Your goal:
Where does the word "mast" appear in the data? Copy every line that holds it.

[[ Provided records, beginning ]]

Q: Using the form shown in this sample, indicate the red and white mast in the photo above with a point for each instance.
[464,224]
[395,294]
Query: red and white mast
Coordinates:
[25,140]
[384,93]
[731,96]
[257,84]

[[ Provided records, end ]]

Finished exercise:
Q: Using the form shown in this sample, indicate the red and white mast in the photo above with a point for each instance.
Query: red and white mast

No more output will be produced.